What is asked:
1. For each statement (a), (b) and (c), say whether it agrees with the McKenzie article, giving yes or no along with the deciding words of the article. (a) The discarded packages on the bedside table had held more than 40 pills. (b) The hotel room was in east London. (c) McCallum quit at the end of the seventh round.
2. Resume the McKenzie article after its final sentence.
-- start of Page text --
One squalid afternoon, Clinton McKenzie saved his beloved son from the dark end of a coma in a grubby hotel room in south London, at a time when his boy, a fallen Premier League striker, was dedicated to death.

On the bedside table that afternoon were the discarded packages of more than 40 swallowed pills. The tiny tablets, combined with the whisky, had started to blur the bleak lines of young Leon’s life. He was going to die before his father came through the door, surrounded by panicked hotel staff, fell to his knees to cradle his son’s head and started talking to him: “Champ, wake up.” He never wanted to, but he did.

That awful day was in 2009 and on Saturday night at York Hall, east London, the pair embraced in the centre of the ring when Leon, having his eighth professional fight at 37 years of age, forced John McCallum to quit on his stool at the end of the sixth round in a stupidly personal fight.
-- end of Page text --
-- start of Dataset rows --
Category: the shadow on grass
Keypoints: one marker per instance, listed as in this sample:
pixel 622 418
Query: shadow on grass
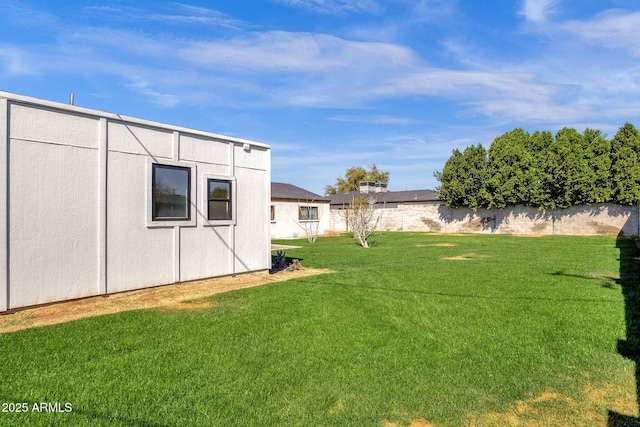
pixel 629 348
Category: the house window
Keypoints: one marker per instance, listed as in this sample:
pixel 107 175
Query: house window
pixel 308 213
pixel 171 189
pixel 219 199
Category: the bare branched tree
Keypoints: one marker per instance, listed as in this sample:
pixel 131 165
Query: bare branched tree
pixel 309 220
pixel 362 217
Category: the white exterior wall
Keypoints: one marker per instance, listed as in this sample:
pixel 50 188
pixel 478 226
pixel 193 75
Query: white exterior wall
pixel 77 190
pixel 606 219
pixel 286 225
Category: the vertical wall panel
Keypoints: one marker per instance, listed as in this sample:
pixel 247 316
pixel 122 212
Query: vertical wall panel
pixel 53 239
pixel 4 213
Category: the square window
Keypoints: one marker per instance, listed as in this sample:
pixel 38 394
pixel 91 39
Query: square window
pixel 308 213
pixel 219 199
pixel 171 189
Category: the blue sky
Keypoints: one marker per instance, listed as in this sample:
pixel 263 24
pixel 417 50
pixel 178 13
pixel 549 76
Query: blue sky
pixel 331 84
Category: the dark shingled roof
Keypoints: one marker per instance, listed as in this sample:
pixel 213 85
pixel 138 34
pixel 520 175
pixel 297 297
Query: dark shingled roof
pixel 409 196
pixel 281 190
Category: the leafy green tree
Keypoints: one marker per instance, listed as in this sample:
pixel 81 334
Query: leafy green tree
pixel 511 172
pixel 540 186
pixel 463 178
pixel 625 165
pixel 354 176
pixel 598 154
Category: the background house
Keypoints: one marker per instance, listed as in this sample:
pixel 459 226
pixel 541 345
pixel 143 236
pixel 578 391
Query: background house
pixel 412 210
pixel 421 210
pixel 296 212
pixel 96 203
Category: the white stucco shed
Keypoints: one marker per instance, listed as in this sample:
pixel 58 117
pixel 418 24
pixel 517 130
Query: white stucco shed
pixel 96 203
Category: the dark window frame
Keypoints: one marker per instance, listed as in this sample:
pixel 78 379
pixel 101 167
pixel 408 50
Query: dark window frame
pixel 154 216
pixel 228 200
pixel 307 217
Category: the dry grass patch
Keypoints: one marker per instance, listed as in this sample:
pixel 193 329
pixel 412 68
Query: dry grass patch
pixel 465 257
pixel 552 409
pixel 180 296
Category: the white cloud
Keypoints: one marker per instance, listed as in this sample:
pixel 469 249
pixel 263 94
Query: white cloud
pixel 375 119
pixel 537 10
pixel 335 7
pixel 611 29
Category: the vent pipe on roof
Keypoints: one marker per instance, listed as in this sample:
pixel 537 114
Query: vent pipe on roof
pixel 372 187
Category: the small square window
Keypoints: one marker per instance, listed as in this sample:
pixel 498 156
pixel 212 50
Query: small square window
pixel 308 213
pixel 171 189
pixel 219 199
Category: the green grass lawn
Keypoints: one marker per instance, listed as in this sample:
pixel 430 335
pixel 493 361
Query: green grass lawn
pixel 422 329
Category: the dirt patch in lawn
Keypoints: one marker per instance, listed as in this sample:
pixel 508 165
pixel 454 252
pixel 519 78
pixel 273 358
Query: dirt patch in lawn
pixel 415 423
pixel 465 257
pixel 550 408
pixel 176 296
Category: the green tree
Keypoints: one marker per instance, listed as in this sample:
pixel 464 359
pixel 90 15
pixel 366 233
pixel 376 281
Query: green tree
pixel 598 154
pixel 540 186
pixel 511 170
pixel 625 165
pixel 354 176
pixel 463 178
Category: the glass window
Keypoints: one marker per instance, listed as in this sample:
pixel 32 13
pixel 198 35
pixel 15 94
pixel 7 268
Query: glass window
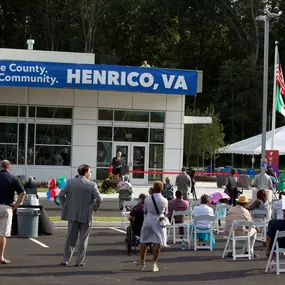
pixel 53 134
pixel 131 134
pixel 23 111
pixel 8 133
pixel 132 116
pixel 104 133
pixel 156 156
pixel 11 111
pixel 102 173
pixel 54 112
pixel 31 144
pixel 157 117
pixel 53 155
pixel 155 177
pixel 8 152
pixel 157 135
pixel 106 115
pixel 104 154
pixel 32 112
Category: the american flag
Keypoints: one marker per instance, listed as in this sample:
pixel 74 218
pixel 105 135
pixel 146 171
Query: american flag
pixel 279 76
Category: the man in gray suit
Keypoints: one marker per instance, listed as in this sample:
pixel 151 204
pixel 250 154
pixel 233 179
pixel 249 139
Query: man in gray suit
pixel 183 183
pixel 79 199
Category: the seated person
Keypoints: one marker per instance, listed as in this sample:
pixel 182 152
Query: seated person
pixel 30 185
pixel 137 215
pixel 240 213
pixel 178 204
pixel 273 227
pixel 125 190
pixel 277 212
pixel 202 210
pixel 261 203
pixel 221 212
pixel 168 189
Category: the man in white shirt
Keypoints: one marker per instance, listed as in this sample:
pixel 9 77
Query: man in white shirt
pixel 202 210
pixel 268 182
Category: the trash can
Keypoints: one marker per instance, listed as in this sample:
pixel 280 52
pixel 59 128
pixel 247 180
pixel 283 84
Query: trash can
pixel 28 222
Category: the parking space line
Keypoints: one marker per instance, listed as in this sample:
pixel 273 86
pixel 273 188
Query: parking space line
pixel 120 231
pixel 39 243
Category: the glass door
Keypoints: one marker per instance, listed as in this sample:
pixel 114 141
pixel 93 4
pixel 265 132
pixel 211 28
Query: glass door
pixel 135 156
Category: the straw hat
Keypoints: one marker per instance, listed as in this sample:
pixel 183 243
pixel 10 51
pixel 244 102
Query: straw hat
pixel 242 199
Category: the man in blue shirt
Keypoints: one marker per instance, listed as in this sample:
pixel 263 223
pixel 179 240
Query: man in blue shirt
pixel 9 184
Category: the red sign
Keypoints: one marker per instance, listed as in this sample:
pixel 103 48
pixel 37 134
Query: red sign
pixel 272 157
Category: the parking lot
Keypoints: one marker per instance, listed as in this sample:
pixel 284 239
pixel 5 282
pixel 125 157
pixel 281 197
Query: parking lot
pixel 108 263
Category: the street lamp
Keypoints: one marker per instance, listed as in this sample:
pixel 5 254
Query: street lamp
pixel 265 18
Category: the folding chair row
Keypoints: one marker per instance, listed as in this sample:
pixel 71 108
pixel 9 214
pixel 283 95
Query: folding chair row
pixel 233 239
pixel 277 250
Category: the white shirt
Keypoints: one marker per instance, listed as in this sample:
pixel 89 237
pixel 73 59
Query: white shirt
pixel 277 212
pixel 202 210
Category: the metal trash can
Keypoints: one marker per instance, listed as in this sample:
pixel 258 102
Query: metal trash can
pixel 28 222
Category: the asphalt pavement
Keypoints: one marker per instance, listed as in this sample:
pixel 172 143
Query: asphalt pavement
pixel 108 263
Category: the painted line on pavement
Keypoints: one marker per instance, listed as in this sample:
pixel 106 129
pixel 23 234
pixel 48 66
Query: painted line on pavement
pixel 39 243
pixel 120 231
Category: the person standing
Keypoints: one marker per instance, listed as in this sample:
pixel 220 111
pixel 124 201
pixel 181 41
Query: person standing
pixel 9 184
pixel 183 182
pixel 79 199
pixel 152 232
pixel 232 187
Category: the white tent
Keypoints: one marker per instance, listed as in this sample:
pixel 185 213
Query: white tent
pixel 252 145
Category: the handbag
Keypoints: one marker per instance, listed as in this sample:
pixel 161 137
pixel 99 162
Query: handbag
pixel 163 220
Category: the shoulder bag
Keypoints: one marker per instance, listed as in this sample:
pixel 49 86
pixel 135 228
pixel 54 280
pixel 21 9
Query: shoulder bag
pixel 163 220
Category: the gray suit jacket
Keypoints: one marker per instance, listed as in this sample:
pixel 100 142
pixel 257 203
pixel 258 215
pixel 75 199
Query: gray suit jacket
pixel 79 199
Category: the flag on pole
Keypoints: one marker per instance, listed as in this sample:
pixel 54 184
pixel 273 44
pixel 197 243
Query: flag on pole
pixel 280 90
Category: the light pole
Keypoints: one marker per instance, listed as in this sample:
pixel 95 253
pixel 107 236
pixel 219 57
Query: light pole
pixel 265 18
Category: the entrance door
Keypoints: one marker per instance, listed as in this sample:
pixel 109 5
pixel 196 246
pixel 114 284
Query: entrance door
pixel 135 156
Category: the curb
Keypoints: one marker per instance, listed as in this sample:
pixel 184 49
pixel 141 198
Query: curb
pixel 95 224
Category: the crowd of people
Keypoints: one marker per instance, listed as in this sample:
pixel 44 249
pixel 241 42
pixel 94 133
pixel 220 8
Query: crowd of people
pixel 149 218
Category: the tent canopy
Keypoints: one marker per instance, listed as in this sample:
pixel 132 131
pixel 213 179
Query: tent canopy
-- end of Dataset rows --
Responses by task:
1.
(a) Yes: "the discarded packages of more than 40 swallowed pills"
(b) No: "in a grubby hotel room in south London"
(c) No: "forced John McCallum to quit on his stool at the end of the sixth round"

2.
The fight on Saturday was an eliminator for the British super-middleweight title, which is being fought for in Liverpool next month when Callum Smith and Rocky Fielding meet, but there were far more important prizes for the winner than the endless promises that the boxing business routinely makes to fighters.

Long before McCallum and McKenzie met to punch each other on Saturday night, their unpleasant encounter had started to turn sour when the Scottish boxer took a series of thoughtless and ugly swipes at McKenzie’s troubled life. The uncensored online boxing media gave him a voice without any decency or sense and it was McKenzie’s children and family who found the slurs on the internet.

“He called me ‘Suicide Leon’ and did interviews online where he proved his ignorance by talking about how people should just get on with it if they are having a bad day,” said McKenzie. It was not the usual banter, trust me, and McKenzie, after 18 long years inside professional football, knows about what you can say, and what you can’t say. He admits that he used his fists, when he was still getting paid for using his feet, when people crossed the line.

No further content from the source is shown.